What to do:
Format the data below as a JSON list of strings, one string per line, leaving out blank lines.

• • •

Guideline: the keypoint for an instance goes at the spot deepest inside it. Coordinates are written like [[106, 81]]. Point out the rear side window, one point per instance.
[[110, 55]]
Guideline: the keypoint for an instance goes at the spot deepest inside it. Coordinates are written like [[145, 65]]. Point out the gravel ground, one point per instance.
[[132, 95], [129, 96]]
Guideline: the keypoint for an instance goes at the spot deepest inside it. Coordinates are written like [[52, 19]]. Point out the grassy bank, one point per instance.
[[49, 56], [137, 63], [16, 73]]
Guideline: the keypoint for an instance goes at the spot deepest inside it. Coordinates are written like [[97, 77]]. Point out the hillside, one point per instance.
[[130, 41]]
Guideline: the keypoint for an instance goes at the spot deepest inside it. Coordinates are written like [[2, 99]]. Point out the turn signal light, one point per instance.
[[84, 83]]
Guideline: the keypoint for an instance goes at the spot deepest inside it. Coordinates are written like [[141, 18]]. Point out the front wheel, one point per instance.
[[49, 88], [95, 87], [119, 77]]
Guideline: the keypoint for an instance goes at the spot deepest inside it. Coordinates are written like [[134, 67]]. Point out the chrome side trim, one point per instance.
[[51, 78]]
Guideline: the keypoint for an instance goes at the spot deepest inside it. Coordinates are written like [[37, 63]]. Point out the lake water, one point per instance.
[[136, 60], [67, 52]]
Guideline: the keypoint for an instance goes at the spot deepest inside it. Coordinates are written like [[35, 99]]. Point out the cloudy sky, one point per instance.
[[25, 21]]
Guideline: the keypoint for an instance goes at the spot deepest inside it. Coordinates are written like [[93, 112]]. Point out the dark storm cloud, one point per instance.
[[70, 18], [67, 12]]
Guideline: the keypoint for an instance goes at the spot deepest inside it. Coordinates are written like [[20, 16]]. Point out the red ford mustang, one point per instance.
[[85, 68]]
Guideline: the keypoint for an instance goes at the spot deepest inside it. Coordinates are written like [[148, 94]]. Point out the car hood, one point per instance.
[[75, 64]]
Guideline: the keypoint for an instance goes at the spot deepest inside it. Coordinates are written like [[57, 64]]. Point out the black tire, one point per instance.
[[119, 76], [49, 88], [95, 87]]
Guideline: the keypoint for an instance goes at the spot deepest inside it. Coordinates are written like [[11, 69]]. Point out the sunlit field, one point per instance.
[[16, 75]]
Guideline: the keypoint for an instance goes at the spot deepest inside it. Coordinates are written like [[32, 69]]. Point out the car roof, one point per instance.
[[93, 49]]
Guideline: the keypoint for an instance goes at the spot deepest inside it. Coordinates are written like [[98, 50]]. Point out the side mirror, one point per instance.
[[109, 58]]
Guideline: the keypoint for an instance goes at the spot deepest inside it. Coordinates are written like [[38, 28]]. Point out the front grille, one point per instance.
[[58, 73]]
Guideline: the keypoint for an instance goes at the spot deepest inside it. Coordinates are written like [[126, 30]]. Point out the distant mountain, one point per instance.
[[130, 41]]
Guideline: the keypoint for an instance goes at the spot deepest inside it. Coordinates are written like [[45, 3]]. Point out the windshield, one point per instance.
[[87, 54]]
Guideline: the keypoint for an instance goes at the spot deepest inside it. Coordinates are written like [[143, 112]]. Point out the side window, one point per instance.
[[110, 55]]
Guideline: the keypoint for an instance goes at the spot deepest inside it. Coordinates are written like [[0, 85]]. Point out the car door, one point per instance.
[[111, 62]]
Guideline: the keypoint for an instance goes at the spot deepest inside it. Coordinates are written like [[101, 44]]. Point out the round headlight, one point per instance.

• • •

Written answer:
[
  "Guideline: the keypoint for an instance goes at the spot deepest inside it. Coordinates are written like [[106, 81]]. Point out the rear side window, one point per instance.",
  "[[110, 55]]",
  "Guideline: the keypoint for an instance goes at the spot deepest inside it. Coordinates are written like [[145, 65]]. Point out the gravel ground, one point per instance.",
  "[[132, 95], [129, 96]]",
  "Guideline: the keypoint for an instance goes at the spot deepest inside it. Coordinates are written like [[52, 19]]. Point out the grassy bank, one point per instance.",
  "[[49, 56], [137, 63], [16, 73]]",
  "Guideline: the keypoint for an instance goes at the spot deepest inside it. Coordinates are written like [[97, 77]]. Point out the hillside, one point per instance.",
  "[[130, 41]]",
  "Guideline: the keypoint for an instance goes at the spot deepest inside it. Coordinates are written like [[2, 99]]. Point out the turn signal light, one point per instance.",
  "[[84, 83]]",
  "Guideline: the keypoint for an instance goes at the spot deepest inside it. Coordinates are written like [[141, 18]]. Point out the front wheel, one point per instance.",
  "[[49, 88], [95, 87], [119, 77]]",
  "Guideline: the keypoint for an instance goes at the spot deepest inside it. Coordinates are written like [[134, 67]]. Point out the chrome side trim, one point per instance.",
  "[[51, 78]]",
  "Guideline: the keypoint for an instance goes at the spot deepest inside it. Coordinates are written like [[37, 63]]. Point out the lake water, one point per instance.",
  "[[136, 60], [67, 52]]",
  "Guideline: the keypoint for an instance goes at the spot deepest inside it. Coordinates are written like [[35, 99]]. Point out the cloudy sky, one point per instance.",
  "[[25, 21]]",
  "Guideline: the keypoint for an instance goes at the spot deepest inside it. Coordinates are written like [[93, 112]]. Point out the dark storm cloud, one point per instance.",
  "[[70, 18], [67, 12]]",
  "Guideline: the keypoint for an instance goes at the spot deepest inside it. Coordinates are written like [[20, 16]]. Point out the red ford mustang, one point per instance.",
  "[[85, 68]]",
  "Guideline: the keypoint for an instance goes at the spot deepest inside it. Coordinates are written like [[148, 94]]. Point out the car hood, one point per instance.",
  "[[75, 64]]",
  "Guideline: the keypoint for an instance goes at the spot deepest inside it. Coordinates are written like [[57, 64]]. Point out the black tire, one point per instance.",
  "[[119, 76], [49, 88], [95, 87]]",
  "Guideline: the keypoint for an instance goes at the spot deepest inside it. Coordinates are written like [[11, 69]]. Point out the sunlit field, one point per instance.",
  "[[16, 75]]",
  "Guideline: the keypoint for an instance goes at the spot deepest inside it. Coordinates are written like [[32, 69]]. Point out the car roof, one point per instance.",
  "[[93, 49]]",
  "Guideline: the keypoint for an instance goes at the spot deepest inside it. Coordinates are written like [[98, 50]]. Point out the side mirror, one point per instance.",
  "[[109, 58]]",
  "Guideline: the keypoint for an instance goes at the spot deepest inside it. Coordinates are written like [[38, 28]]. Point out the front grille, one point per instance.",
  "[[58, 73]]",
  "Guideline: the keypoint for an instance goes at the spot deepest inside it. Coordinates are written like [[126, 30]]. Point out the distant mountain, one point per instance.",
  "[[130, 41]]",
  "Guideline: the keypoint for an instance goes at the spot deepest inside it. Coordinates are written like [[45, 3]]. Point out the windshield, one point per instance.",
  "[[87, 54]]",
  "Guideline: the keypoint for an instance goes at the spot deepest inside it. Coordinates are written like [[143, 112]]. Point out the side window, one point per instance.",
  "[[110, 55]]",
  "Guideline: the keypoint for an instance goes at the spot deepest inside it. Coordinates are written like [[0, 85]]. Point out the car door, one point per instance.",
  "[[111, 62]]",
  "Guideline: the keypoint for an instance goes at the spot deepest inside it. Coordinates are written like [[101, 44]]. Point out the round headlight, one point per instance."
]